◆ Written exercise ◆
Lines before the one containing "mirror? Indicate one point per instance." are excluded; retype that line and all remaining lines of the material exactly.

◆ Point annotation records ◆
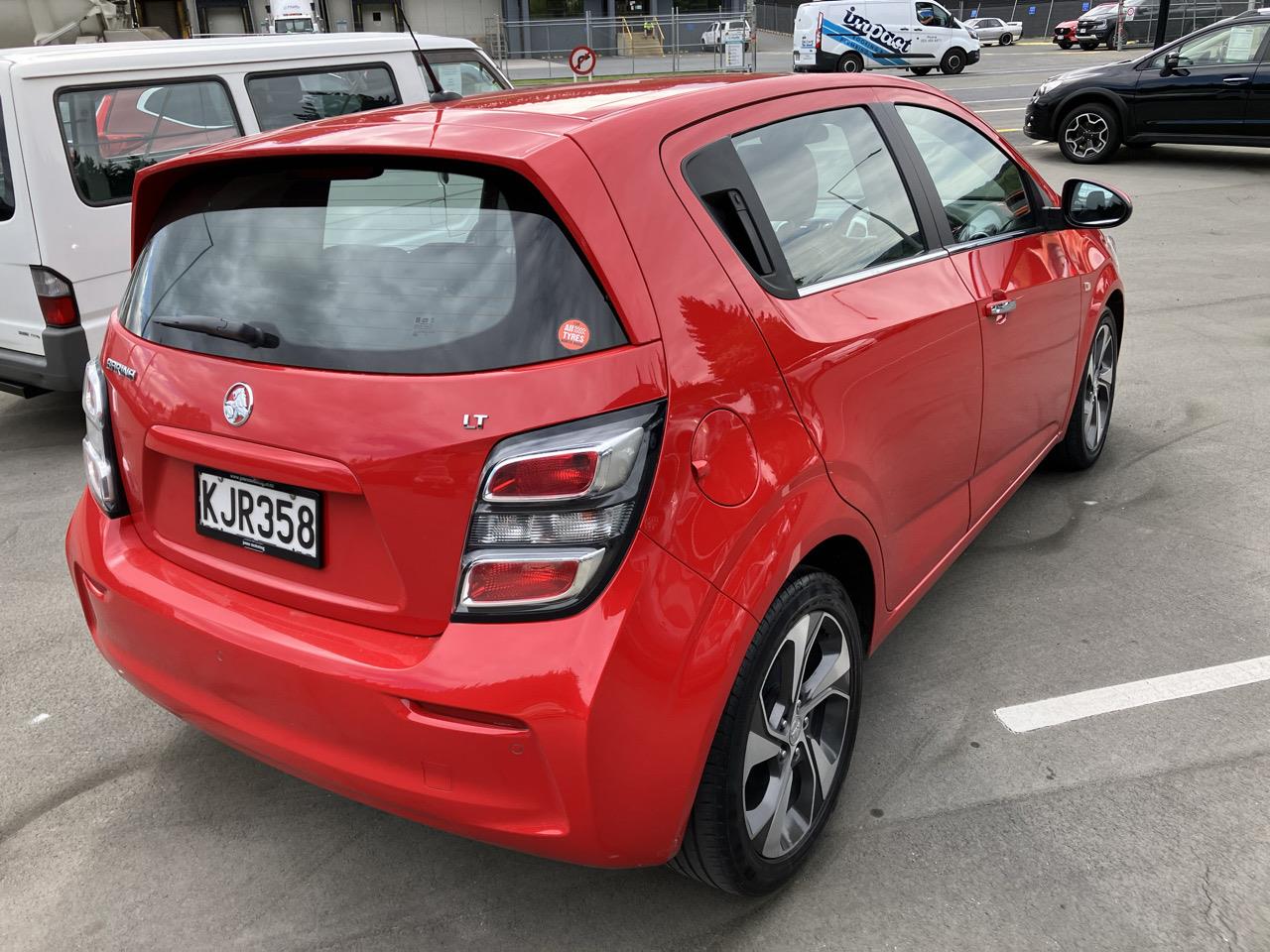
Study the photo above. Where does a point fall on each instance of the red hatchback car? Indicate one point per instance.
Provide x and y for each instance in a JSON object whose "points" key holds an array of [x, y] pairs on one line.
{"points": [[543, 466]]}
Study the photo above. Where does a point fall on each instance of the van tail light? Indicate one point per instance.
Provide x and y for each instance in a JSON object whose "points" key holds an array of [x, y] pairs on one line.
{"points": [[103, 114], [100, 462], [56, 298], [556, 515]]}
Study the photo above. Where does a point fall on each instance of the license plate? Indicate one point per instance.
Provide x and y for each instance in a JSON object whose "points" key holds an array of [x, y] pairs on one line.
{"points": [[264, 517]]}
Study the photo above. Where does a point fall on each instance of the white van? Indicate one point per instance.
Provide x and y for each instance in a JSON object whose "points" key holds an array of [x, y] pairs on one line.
{"points": [[864, 35], [76, 123]]}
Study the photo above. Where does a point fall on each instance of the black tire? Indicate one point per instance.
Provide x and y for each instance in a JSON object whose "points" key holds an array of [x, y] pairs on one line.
{"points": [[1078, 451], [1088, 134], [851, 62], [952, 61], [717, 848]]}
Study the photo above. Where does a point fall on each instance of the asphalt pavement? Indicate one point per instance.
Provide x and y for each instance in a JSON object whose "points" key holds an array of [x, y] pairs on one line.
{"points": [[121, 828]]}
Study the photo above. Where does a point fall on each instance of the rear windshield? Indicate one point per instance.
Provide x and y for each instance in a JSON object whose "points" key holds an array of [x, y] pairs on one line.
{"points": [[370, 268], [7, 199]]}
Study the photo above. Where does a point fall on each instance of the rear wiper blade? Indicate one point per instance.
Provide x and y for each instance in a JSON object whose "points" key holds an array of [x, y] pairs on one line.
{"points": [[220, 327]]}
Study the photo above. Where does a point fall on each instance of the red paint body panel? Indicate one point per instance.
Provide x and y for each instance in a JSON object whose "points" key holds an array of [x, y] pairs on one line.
{"points": [[562, 749], [888, 412]]}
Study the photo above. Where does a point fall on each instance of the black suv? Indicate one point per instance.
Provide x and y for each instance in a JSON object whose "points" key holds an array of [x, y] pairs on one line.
{"points": [[1097, 26], [1209, 87]]}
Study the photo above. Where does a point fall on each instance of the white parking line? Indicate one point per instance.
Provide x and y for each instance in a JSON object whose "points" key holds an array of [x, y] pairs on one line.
{"points": [[1135, 693]]}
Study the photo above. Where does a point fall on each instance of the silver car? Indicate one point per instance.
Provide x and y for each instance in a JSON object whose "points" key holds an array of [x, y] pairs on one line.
{"points": [[989, 28]]}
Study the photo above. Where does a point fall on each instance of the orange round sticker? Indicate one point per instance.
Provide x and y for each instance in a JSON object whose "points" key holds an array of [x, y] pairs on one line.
{"points": [[572, 335]]}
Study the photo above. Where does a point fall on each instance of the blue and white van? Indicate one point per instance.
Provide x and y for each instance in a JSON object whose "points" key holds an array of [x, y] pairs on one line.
{"points": [[839, 36]]}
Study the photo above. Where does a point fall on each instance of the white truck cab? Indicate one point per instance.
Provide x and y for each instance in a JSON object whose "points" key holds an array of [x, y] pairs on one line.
{"points": [[837, 36], [76, 123], [294, 17]]}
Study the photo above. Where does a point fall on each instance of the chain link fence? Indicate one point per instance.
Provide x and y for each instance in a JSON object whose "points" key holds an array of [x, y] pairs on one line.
{"points": [[624, 46]]}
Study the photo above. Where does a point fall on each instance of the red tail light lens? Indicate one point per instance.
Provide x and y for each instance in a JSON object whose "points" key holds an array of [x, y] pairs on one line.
{"points": [[529, 580], [56, 298], [557, 476], [557, 512]]}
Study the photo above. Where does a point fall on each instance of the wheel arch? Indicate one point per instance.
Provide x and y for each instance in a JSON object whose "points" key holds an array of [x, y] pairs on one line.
{"points": [[847, 560], [1115, 303], [1083, 96]]}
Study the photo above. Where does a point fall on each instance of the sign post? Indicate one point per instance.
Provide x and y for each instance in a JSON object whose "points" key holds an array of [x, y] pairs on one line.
{"points": [[734, 50], [581, 61]]}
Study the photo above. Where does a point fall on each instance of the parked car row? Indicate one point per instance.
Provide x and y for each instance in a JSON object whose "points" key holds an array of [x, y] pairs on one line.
{"points": [[1207, 87], [77, 122], [1137, 21]]}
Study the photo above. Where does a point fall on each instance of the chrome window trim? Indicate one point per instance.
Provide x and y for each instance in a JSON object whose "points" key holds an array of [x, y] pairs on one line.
{"points": [[873, 272], [994, 239]]}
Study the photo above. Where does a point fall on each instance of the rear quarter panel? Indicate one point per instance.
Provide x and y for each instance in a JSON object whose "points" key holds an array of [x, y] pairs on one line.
{"points": [[21, 318]]}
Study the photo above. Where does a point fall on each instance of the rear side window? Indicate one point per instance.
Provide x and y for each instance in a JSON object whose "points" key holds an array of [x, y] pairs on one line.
{"points": [[460, 72], [371, 270], [113, 132], [983, 191], [832, 193], [7, 195], [282, 99]]}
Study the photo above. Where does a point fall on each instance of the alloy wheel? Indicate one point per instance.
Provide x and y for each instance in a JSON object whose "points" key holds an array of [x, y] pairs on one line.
{"points": [[1096, 391], [798, 735], [1086, 135]]}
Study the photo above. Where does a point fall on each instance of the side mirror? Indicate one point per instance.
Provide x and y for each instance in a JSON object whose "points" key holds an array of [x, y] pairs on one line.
{"points": [[1087, 204]]}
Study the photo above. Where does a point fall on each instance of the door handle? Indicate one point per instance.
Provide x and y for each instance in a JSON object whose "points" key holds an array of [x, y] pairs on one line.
{"points": [[1000, 308]]}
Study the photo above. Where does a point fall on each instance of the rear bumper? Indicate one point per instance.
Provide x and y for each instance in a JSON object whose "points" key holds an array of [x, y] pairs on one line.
{"points": [[1039, 122], [580, 739], [62, 367]]}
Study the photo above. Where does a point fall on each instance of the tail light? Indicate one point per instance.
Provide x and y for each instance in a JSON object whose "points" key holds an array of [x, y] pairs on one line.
{"points": [[56, 298], [556, 515], [100, 465]]}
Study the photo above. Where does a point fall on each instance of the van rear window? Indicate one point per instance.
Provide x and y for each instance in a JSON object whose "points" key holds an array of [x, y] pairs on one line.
{"points": [[365, 268], [112, 132], [7, 198], [282, 99]]}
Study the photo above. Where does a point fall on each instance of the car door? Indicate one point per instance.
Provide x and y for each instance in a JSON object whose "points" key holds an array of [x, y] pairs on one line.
{"points": [[933, 28], [870, 324], [1026, 291], [1256, 118], [1207, 94]]}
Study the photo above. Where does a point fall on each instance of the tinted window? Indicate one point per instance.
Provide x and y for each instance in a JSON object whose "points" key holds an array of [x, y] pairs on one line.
{"points": [[983, 191], [113, 132], [371, 270], [285, 99], [7, 198], [933, 16], [832, 193], [463, 75], [1233, 46]]}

◆ Output for this exercise ◆
Study the photo above. Where does a point fall on each instance of the side mirror? Indicate one point per instance.
Provide x and y for each instance in a JSON object whose "points" key holds an array of [x, y] pairs on one line.
{"points": [[1087, 204]]}
Study the photo above. Where does a point fall on each instance of the door handle? Indicate one point per instance.
Provide x and y for each instance in a JSON object whose "points" key holds an array of [x, y] pairs on one line.
{"points": [[1000, 308]]}
Study the photo above. Where does a point fall on each instance of the rear bumper? Indicate one point per instance.
Provide x and y for each instance in a JSON object whose "points" key holds an array of [x, y] pairs on one line.
{"points": [[1039, 122], [580, 739], [62, 367]]}
Study the photo above. Where does a point fall on each instance of the tail light? Indicate one point per instance.
Provide x and y for each instance in a JSON object whose "points" key holds an array of [x, y] pairs on one line.
{"points": [[56, 298], [556, 515], [100, 465]]}
Study the photo above. Where does a point fall on each instance of the van rear window? Indicate one point per instance.
Provide x and y for each instance in a JSON object whose "points" key holds an array of [x, y] pairs on one line.
{"points": [[365, 268], [112, 132], [7, 198], [282, 99]]}
Study the photo above. Where does a point fall on each instance of the car door? Indicate one point per instance.
Provide x and y for each instance in a JSON object whose "points" key holds an array of [x, y] pairs on one line.
{"points": [[933, 28], [870, 324], [1026, 291], [1256, 118], [1207, 94]]}
Study the photo above. Where does a point fall on each instance of the tinted window? Indicate one point per instance.
Provide x and y for each instance in a JSON object whose "points" key holds an array of [x, y] pairs on one line.
{"points": [[983, 191], [113, 132], [371, 270], [285, 99], [7, 198], [933, 16], [832, 193], [463, 75], [1233, 46]]}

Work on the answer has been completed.